Records from a data collection
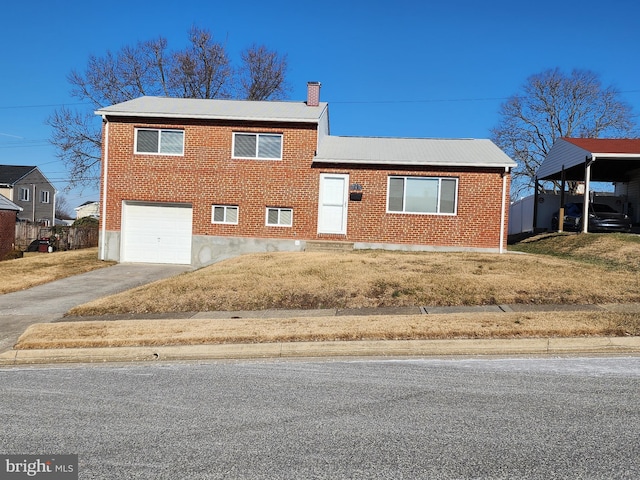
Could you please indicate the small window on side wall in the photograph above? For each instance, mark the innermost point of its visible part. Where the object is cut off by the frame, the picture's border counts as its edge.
(159, 141)
(24, 194)
(279, 217)
(224, 214)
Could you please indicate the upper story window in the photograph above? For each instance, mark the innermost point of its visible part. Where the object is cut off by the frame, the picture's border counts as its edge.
(24, 194)
(159, 141)
(267, 146)
(423, 195)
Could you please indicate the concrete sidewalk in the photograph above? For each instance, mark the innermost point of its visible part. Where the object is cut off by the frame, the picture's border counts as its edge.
(387, 348)
(49, 303)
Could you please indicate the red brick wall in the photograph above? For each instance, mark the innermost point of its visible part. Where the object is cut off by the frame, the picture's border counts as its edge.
(7, 231)
(207, 175)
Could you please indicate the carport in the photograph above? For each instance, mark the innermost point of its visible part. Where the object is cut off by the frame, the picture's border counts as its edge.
(593, 160)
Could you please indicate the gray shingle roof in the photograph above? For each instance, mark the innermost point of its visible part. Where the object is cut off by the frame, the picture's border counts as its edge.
(10, 174)
(412, 151)
(164, 107)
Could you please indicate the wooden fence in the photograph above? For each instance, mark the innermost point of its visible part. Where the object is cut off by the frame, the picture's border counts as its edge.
(62, 238)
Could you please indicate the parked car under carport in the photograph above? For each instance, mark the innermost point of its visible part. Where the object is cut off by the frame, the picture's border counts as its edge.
(602, 218)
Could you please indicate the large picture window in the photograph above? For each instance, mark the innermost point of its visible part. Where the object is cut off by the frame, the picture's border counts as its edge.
(266, 146)
(158, 141)
(423, 195)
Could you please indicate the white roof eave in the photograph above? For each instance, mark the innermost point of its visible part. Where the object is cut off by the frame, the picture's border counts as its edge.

[Requirement]:
Copy all of the records above word for word, leaving out the pictures.

[Solution to this task]:
Could you please indicate the small window on side wall in the photograph above? For each instance, mark the innermost point of its visible part. Where the object is cut off by the frame, the picture's border counts as its edge.
(159, 141)
(24, 194)
(279, 217)
(224, 214)
Could you please indicate the upper story window in the photograph above? For each instance, mark the innermost point of its visible part. Where the object is cut off by the frame, the picture's border counts as its edge.
(24, 194)
(159, 141)
(267, 146)
(423, 195)
Could you please indicate the concrete sidewalk in the photograph above? For each instance, mark the innermost point of its visible part. Where the object is cut off by the frame, the picture's border counts as its edge.
(387, 348)
(49, 303)
Could you please indicate the red brick wall in the photograph above? For each instance, mark the innermost point of its visible part. Where the object is cut off by the frame, the picture's border counts as its edge.
(7, 231)
(207, 175)
Could you please indicate the carport in the photograph above? For each instance, mark the innermost point of its visible part. Where the object is cut off by the frame, the picture's border counts as its edge.
(593, 160)
Could you please indicate the gray shingle roof in the photograph above? For each instance, mark the innermost point of its visible part. Where the object is cut off by the frame, the picture's border counts as its edge.
(10, 174)
(412, 151)
(164, 107)
Could you please indicate the wooden fence in the photograph above? For each instance, mark the innermost point of its visible part. Where the object is cut off by the frame, the picture's border counts as its edge.
(62, 238)
Could you please indicate the parked car under carport in the photograph above? For each instance, mark the innermost point of its visible part. Where the object is cut off by the frame, the picture's border counts as its edge.
(602, 218)
Could you please indicate the large picture window in the photograph above? For each instance, mark the innermost point of its visible part. Where the object is cut off by the frame, the picture's border counts as its edge.
(266, 146)
(158, 141)
(423, 195)
Could you please indicate the white roof eave in the photograph above? For each instance, mark the innermost point of its visible part. Where the object is cut off by the frame, the picture's border counts as its edge.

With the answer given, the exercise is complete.